**Verilen Metin:**
En son çamurların içinde bıraktığım Duygu elendi. Ne yalan söyleyeyim, ben elendikten sonra finale kalmasını istediğim tek kadın yarışmacıydı o Hatta bunu başaracağına emindim ama olmadı. Gönüllüler takımının en kavgacı, en düzen bozucu yarışmacısı ilan edilse de Survivor'a çok yakışıyordu, yalan yok.
Adalarımız ayrı olduğu için onu ayağının tozuyla İstanbul'da tanımaya başladım. Her saniye, "hayatımda tanıdığım en ilginç insan" ödülüne doğru ilerliyor Duygu Çetinkaya.
Oyunu kuralına göre oynuyor, çok akıllı, bazen son derece dişi, birkaç dakika sonra "benim" diyen erkekten daha delikanlı.

**Yönergeler:**
1: Duygu Çetinkaya hakkındaki metne göre Duygu hangi takımın en kavgacı ve en düzen bozucu yarışmacısı ilan edilmiş?
2: Duygu Çetinkaya hakkındaki metinde "Oyunu kuralına göre oynuyor" diye başlayan cümlede Duygu'ya hangi özellikler yakıştırılıyor? Hepsini listeleyin.
3: Duygu Çetinkaya hakkındaki metni son cümlesinden sonrasıyla sürdürün.

**Kayıtlı Bilgiler:**
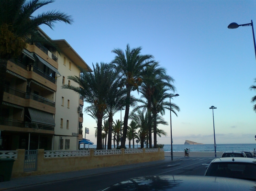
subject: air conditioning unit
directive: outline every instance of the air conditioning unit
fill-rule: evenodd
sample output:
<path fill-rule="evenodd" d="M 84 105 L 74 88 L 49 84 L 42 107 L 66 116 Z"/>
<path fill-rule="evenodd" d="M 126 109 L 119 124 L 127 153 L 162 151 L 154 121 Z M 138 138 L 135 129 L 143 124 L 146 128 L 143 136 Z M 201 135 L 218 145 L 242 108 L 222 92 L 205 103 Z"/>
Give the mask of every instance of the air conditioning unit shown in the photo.
<path fill-rule="evenodd" d="M 78 106 L 78 108 L 77 108 L 77 112 L 82 112 L 82 111 L 83 111 L 83 107 L 81 106 Z"/>

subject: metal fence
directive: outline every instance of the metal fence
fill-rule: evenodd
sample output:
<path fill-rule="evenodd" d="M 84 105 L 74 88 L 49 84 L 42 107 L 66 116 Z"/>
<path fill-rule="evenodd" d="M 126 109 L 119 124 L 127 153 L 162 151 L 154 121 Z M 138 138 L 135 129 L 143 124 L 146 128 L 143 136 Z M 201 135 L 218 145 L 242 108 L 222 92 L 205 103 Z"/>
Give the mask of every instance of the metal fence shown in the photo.
<path fill-rule="evenodd" d="M 37 150 L 25 151 L 24 172 L 35 171 L 37 167 Z"/>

**Görev Sonuçları:**
1: Gönüllüler takımının.

2:
- Oyunu kuralına göre oynuyor
- Çok akıllı
- Bazen son derece dişi
- Birkaç dakika sonra "benim" diyen erkekten daha delikanlı

3:
Hayatıysa, tam filmlere konu olabilecek türden. Bunu lafın gelişi söylemiyorum. Okuyunca bana katılacaksınız...
1986 doğumlusun, asker çocuğusun. Kendimden bilirim, "Nerelisin" sorusuna cevap veremem. Sana da oluyor mu?
Olmaz mı! Doğduğum yer, büyüdüğüm yer, yaşadığım yer var. Denizli doğumluyum, İskenderun'da büyüdüm. Ankara'da, Gölcük'de, Erdek'de yaşadım. O yüzden "Türkiyeliyim" diyorum.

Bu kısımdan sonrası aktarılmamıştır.